**REQUIRED WORK**
Copy the entries below word for word.

INPUT DATA start

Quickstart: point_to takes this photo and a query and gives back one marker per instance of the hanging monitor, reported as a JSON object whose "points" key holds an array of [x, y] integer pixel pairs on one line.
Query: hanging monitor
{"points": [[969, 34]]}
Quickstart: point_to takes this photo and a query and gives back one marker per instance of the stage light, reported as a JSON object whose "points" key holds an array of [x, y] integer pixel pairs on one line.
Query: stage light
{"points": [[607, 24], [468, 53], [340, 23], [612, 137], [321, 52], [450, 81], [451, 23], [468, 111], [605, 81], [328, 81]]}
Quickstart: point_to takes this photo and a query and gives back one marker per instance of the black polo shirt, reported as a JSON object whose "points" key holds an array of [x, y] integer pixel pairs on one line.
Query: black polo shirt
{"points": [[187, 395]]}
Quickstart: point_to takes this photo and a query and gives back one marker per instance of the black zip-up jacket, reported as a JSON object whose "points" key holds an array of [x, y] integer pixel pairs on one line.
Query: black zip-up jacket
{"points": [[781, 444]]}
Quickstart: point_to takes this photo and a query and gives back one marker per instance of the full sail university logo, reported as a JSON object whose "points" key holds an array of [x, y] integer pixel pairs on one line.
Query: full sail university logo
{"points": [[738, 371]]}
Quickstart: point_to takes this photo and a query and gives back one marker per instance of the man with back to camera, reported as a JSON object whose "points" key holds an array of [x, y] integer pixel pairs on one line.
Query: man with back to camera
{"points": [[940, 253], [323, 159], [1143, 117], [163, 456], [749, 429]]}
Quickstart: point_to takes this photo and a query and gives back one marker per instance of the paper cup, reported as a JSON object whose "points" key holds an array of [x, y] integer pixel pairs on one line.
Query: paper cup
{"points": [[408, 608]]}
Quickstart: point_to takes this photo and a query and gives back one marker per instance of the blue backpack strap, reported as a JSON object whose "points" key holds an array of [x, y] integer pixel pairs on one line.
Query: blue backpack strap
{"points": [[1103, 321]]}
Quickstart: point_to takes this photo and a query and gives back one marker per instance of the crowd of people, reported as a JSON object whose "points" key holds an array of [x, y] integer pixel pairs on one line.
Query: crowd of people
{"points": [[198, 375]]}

INPUT DATA end

**REPLY**
Quickstart: point_to takes this photo and a query and gives back one marker per instance of the hanging monitor, reported as a JSON object whose "points" key holds an array of [x, y] integer pixel pairs on one line.
Query: hanging monitor
{"points": [[969, 34]]}
Quickstart: point_to takes this photo and a query and gives back one marker per instance of the stage light, reported as a JSON object whose "points" key holds an array of [x, y] integer pixel pairs on one line.
Query: stage light
{"points": [[607, 24], [468, 53], [340, 23], [612, 137], [321, 52], [450, 81], [451, 23], [468, 111], [605, 81], [328, 81]]}
Quickstart: point_to takes this photo and a query and gives back one marker per instance of the black polo shirt, reported as a JSON object whose "points" key holds an array of [x, y] integer pixel pairs on one line.
Query: black polo shirt
{"points": [[187, 395]]}
Quickstart: point_to takes this photo and a query and gives back one marker per instance of the black zip-up jacket, reported as a JSON object whose "points" key holds an array of [x, y] integer pixel pairs on one line.
Query: black zip-up jacket
{"points": [[781, 444]]}
Quickstart: point_to takes this photo and a query and gives back one marker per instance of the full sail university logo, reported as a JSON object whose "points" key holds an array of [x, y] integer pixel pairs on one line.
Query: full sail university logo
{"points": [[738, 371]]}
Quickstart: point_to takes this photo and a query and gives back one marker per instance of the man with back to camera, reported as a JSON object whose "points" key holds an array of [x, y] integer pixel pairs on one line.
Query: man with back to camera
{"points": [[940, 253], [323, 159], [1143, 117], [163, 456], [749, 429]]}
Quickstart: point_to takes this photo and a query and gives back one marker per instance of the paper cup, reported as a JSON object whose "points" key holds an array of [x, y] integer pixel pairs on one line.
Query: paper cup
{"points": [[408, 608]]}
Quickstart: point_to takes this photo and a query and gives back one marker per instance of the blue backpack strap, reported as a JSON object whose "points" key holds an array of [x, y] integer pixel pairs on one line.
Query: blue backpack strap
{"points": [[1103, 321]]}
Quickstart: point_to takes this photo and a query and gives back one marker per instance of the crowd of people, reported as a JSON object whose "points" key holds an array of [x, y] integer pixel pairs on one line.
Query: crowd of people
{"points": [[198, 375]]}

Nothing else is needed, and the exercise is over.